Can you write out every line again, starting at the one containing "Please locate the white ceiling." and ending at the last line, shifting each box coordinate by -59 and keeping all the other text?

(Bounding-box records)
********

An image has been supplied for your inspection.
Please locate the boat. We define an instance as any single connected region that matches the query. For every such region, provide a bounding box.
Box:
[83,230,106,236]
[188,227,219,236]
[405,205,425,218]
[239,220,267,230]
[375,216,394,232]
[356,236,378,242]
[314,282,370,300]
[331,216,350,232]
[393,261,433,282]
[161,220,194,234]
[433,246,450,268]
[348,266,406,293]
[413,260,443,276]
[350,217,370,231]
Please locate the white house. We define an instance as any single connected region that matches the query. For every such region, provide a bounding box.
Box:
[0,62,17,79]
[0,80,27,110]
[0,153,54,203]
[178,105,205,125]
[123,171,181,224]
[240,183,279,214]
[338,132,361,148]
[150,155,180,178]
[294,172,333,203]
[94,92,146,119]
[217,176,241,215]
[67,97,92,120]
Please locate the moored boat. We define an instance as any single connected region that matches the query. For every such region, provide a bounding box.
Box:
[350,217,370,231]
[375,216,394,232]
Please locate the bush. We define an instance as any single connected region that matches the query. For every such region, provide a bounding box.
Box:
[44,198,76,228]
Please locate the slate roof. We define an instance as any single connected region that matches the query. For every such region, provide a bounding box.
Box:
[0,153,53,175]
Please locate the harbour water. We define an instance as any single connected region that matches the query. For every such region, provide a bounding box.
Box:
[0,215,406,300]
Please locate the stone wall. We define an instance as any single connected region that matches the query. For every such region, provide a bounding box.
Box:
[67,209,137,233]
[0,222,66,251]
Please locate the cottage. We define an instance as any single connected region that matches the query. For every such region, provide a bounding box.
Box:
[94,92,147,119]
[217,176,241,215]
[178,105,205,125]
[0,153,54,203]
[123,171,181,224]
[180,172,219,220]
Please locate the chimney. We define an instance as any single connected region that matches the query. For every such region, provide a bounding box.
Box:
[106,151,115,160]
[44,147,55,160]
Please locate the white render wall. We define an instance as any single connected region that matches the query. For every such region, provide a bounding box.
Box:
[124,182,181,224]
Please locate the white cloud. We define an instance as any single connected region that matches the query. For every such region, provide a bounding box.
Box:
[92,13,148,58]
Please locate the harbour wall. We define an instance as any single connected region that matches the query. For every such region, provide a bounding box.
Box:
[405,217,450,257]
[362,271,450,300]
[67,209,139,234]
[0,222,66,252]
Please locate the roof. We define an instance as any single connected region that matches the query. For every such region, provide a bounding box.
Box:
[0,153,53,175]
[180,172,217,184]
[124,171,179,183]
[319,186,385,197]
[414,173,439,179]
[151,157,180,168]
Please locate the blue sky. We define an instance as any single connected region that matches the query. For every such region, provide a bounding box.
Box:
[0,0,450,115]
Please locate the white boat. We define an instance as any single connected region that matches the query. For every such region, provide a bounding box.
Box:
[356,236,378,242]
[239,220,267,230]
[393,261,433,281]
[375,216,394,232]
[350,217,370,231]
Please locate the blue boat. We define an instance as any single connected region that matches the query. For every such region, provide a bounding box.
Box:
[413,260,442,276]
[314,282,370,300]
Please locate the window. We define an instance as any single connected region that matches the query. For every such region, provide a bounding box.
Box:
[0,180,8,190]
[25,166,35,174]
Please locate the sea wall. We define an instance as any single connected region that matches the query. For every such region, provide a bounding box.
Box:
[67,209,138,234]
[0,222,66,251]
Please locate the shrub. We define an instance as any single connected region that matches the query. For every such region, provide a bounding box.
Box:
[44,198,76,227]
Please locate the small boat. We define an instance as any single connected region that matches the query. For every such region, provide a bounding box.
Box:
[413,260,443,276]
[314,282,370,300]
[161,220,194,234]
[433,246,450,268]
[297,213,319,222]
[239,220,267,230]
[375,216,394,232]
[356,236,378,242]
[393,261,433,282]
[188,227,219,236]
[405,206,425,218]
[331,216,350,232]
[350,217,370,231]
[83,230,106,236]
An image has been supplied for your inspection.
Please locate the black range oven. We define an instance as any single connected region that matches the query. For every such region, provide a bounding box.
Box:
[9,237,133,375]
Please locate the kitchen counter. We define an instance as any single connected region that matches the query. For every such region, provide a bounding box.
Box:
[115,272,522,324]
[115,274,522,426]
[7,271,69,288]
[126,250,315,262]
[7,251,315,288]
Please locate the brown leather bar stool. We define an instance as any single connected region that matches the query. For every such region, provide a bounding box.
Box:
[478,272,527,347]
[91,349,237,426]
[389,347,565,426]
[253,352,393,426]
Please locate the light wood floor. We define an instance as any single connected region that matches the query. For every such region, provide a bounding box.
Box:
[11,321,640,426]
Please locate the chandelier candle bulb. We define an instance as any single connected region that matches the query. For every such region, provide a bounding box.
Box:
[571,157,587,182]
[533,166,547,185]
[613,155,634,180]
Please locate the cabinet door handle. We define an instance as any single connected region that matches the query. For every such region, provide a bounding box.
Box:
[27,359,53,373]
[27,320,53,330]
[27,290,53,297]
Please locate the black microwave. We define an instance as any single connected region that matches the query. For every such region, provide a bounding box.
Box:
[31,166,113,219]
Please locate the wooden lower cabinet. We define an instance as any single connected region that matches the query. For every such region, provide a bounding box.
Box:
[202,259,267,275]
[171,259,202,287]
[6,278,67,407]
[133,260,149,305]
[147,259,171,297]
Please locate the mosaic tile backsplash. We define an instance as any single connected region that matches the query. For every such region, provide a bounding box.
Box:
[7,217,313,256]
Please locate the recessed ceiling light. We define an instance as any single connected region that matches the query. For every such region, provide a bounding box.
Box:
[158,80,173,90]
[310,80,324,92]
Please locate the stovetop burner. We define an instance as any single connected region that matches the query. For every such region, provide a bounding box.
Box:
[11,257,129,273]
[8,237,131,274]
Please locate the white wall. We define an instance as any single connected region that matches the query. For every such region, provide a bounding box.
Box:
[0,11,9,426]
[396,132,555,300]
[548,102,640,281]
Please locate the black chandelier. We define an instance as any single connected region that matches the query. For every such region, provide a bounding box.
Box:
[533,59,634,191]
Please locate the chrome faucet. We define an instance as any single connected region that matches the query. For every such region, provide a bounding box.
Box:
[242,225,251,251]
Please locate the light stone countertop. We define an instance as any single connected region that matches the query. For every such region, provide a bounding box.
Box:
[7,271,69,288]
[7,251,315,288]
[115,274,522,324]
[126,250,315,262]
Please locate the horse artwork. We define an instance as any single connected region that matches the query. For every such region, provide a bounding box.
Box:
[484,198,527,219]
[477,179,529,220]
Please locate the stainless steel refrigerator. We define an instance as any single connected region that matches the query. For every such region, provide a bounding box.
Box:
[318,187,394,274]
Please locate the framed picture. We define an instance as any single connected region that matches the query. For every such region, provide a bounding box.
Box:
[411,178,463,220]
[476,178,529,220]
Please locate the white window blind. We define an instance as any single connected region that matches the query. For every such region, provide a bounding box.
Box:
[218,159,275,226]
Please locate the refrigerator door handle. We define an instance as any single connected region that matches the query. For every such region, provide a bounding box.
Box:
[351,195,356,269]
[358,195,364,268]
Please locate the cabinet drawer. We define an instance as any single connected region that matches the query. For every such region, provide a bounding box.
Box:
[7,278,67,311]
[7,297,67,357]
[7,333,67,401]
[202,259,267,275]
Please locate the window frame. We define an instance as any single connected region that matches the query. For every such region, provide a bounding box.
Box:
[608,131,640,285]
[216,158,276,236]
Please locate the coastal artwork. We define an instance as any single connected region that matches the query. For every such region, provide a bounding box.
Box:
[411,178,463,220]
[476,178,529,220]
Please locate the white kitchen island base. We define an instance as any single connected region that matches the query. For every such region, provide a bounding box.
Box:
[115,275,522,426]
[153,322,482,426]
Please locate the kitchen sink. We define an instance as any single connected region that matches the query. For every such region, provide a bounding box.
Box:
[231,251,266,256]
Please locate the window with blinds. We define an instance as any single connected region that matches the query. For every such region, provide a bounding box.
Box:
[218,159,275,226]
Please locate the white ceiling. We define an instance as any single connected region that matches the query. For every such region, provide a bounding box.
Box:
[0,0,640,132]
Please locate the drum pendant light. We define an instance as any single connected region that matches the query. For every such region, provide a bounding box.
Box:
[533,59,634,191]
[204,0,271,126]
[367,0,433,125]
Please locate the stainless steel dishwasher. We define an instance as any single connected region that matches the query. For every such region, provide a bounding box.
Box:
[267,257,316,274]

********

● Task output:
Please locate the white ceiling. We define an instance as any single connected region that matches the query. For every such region, provide a bounding box.
Box:
[-59,-59,581,73]
Please locate the drum pendant light. We define an instance as any single connected region that matches the query. For every such region, provide a bounding box.
Box:
[474,0,575,132]
[145,-59,212,67]
[308,-59,374,66]
Please locate the stainless steel dishwasher. We define an instance as any single connected region that matches the query. For every such region, provide a bounding box.
Box:
[208,198,257,215]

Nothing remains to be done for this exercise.